§ **TASK REQUIREMENTS**
Only the lines from the start of the entries through the line with "Target: window reflection" are wanted; please output them exactly.

_ _ _ _ _ _ _

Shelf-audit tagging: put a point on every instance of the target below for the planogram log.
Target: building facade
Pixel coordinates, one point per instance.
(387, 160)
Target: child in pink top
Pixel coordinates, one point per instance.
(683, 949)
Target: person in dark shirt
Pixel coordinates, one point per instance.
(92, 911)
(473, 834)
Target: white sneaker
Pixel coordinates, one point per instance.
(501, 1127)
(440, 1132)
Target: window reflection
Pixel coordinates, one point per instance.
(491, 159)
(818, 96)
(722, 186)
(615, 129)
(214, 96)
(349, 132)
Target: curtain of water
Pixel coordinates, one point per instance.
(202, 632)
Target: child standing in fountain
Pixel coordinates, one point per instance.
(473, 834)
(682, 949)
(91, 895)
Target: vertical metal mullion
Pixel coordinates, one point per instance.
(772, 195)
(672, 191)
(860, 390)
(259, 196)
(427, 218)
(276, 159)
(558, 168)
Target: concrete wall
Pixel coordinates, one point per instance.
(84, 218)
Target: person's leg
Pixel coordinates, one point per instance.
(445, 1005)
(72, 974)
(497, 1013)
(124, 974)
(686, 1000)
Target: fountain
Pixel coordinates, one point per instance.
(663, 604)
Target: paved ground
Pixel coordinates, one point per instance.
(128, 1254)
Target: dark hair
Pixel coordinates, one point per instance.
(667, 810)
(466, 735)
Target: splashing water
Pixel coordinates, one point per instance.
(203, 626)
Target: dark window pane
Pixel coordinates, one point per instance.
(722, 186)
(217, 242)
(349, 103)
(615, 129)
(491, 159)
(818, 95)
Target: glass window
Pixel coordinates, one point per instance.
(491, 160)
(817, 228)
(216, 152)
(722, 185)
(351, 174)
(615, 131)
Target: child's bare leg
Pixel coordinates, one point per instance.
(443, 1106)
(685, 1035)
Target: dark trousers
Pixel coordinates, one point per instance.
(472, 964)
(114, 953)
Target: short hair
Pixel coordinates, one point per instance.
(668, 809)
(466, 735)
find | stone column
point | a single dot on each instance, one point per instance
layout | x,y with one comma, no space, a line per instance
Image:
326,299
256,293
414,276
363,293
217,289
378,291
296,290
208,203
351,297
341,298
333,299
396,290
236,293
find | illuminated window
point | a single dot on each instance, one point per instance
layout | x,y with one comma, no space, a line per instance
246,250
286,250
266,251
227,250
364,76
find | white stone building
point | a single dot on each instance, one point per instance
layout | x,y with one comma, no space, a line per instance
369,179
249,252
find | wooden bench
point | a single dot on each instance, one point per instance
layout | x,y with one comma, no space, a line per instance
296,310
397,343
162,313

_ _ _ _ _ _ _

§ **RESULT OF THE TASK**
Shelf-audit tagging: put a point on every instance of the target below for the planogram log.
Target: building facade
Pixel coordinates, one point per instance.
(387, 160)
Target: child in pink top
Pixel coordinates, one point per instance.
(683, 949)
Target: person in dark shirt
Pixel coordinates, one point per instance.
(92, 911)
(473, 834)
Target: white sneaker
Pixel coordinates, one point per instance.
(501, 1127)
(440, 1132)
Target: window reflection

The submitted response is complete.